[EXERCISE MATERIALS Boundary: Start]
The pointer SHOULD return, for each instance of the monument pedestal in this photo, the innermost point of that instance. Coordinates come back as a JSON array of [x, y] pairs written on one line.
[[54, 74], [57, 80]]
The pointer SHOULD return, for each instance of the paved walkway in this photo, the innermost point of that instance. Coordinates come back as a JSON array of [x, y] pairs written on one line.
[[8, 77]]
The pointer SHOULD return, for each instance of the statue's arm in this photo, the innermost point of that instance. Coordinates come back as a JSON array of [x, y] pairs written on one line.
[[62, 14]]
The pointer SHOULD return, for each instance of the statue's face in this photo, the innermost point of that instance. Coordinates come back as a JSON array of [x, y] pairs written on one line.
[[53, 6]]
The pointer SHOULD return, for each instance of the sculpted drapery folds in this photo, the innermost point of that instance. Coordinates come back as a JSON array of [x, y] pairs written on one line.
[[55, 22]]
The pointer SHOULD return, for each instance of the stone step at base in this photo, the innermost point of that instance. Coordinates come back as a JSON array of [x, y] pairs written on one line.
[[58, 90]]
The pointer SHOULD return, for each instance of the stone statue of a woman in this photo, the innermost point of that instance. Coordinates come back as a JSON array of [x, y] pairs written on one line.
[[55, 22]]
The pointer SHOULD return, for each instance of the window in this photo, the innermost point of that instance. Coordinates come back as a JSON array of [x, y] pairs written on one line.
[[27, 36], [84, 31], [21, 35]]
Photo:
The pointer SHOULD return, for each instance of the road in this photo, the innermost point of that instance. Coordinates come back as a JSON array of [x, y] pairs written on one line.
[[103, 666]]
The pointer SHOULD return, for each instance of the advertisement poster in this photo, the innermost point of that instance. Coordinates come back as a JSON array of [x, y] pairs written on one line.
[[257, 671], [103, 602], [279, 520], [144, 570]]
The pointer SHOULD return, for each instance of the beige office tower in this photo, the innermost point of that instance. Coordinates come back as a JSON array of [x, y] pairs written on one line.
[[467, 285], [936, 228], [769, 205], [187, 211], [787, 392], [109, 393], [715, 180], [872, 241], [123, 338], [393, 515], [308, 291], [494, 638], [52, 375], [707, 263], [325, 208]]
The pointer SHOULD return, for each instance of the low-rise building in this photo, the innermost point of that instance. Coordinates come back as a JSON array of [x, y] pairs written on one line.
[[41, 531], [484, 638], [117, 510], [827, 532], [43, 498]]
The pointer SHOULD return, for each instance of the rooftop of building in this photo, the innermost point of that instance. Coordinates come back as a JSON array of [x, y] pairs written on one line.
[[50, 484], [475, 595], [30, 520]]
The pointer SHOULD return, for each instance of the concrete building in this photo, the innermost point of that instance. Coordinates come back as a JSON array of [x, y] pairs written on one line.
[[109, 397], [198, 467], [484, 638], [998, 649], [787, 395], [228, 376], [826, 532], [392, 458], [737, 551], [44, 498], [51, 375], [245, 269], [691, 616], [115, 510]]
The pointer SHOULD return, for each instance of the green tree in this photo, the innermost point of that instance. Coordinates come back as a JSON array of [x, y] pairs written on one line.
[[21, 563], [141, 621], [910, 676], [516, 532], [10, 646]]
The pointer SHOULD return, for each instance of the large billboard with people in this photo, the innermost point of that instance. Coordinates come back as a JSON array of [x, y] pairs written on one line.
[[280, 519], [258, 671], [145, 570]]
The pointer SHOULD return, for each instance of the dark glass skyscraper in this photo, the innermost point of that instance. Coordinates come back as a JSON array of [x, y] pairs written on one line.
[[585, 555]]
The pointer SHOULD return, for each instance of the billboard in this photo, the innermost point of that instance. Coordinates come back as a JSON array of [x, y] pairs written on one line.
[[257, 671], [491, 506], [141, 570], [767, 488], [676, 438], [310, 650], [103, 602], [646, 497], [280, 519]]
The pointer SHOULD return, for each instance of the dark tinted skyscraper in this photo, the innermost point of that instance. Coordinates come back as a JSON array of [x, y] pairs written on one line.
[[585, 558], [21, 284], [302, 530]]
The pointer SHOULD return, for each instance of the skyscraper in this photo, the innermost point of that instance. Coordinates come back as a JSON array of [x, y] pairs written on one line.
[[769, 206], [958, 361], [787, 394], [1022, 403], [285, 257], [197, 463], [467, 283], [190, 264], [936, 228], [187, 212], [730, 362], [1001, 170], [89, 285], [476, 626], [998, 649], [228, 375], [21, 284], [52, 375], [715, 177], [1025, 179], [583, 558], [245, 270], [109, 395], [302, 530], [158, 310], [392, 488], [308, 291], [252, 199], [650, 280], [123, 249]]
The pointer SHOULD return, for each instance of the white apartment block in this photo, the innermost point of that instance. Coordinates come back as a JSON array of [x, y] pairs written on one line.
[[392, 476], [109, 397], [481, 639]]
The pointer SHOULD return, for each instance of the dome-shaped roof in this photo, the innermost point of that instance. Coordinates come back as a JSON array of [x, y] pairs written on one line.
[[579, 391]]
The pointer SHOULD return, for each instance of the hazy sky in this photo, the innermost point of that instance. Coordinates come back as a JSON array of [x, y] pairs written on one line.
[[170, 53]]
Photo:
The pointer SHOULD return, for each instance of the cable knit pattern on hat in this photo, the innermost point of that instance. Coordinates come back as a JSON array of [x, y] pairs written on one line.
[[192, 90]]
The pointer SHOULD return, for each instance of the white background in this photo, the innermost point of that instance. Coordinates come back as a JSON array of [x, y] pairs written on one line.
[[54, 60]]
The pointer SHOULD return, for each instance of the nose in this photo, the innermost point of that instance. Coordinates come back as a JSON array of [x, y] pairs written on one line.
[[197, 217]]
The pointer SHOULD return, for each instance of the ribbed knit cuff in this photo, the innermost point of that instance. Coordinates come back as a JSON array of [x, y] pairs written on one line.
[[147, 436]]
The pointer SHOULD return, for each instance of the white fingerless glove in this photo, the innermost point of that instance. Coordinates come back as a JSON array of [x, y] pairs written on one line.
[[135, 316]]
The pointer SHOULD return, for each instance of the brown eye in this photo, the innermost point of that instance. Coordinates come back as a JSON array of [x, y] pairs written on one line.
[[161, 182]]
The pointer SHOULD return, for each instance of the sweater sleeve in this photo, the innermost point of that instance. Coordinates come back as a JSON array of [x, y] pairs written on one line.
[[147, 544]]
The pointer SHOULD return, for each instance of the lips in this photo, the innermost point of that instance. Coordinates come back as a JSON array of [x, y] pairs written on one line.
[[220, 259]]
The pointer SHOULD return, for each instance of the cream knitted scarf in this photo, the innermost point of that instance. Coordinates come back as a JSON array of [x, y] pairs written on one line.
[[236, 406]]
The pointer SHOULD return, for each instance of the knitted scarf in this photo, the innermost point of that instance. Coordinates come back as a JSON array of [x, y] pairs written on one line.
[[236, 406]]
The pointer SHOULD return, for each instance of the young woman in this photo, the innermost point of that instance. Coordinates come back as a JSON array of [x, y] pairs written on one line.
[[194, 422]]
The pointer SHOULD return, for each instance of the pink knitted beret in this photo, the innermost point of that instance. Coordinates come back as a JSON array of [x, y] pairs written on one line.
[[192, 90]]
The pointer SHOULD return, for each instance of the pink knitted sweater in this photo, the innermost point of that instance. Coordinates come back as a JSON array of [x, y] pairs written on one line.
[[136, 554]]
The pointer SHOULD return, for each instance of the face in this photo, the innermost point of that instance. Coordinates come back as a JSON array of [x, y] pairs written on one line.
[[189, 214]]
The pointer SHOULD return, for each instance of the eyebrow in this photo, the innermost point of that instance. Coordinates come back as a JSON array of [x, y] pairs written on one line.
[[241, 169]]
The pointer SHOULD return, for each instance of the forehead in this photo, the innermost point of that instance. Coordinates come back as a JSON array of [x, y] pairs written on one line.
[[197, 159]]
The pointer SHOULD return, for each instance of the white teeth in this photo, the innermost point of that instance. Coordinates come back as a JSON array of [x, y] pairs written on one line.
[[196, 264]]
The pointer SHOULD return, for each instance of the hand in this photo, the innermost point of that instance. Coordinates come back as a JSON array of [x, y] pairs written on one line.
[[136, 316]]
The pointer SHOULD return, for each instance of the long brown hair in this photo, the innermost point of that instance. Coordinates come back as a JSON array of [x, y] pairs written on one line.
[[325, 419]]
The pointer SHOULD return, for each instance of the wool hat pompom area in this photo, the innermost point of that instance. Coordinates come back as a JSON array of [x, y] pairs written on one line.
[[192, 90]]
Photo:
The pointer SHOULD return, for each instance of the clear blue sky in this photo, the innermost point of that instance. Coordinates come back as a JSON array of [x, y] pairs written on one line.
[EXERCISE MATERIALS Boundary: End]
#### TASK TO COMPLETE:
Starting with the line that contains "The pointer SHOULD return, for each instance of the eyebrow", print every line through the end of the entries above exactly as written, both boundary lines included, and nothing else.

#### RESULT FOR THIS TASK:
The pointer SHOULD return, for each instance of the eyebrow in this photo, the innermost point of that instance. Coordinates come back as a JSON array of [x, y] pairs written on one line.
[[241, 169]]
The pointer SHOULD return, for each instance of the forehead in this photo, the innermost point of that instance. Coordinates come back as a JSON array of [x, y] pairs written on one line.
[[197, 159]]
The pointer SHOULD return, for each instance of the white teeth in this photo, the innermost point of that instance. Coordinates come back as a JSON array of [x, y] pairs written on one line.
[[196, 264]]
The pointer SHOULD return, for each instance of the hand in this photo, the innermost point of that instance. Coordinates come back as a JSON array of [x, y] pairs written on one line.
[[136, 316]]
The pointer SHOULD return, for each instance of the long brown hair in this photo, the innermost point of that instance. Coordinates come back as a JSON array of [x, y] pairs written on one line.
[[325, 419]]
The pointer SHOULD return, for each instance of the wool hat pompom area in this photo, the innermost point of that instance. Coordinates come back as a JSON array of [x, y] pairs written on one line.
[[192, 90]]
Photo:
The pointer SHOULD return, for each instance of the clear blue sky in this photo, the innermost point of that instance. Coordinates come back as a JSON array of [x, y] pairs written on one line.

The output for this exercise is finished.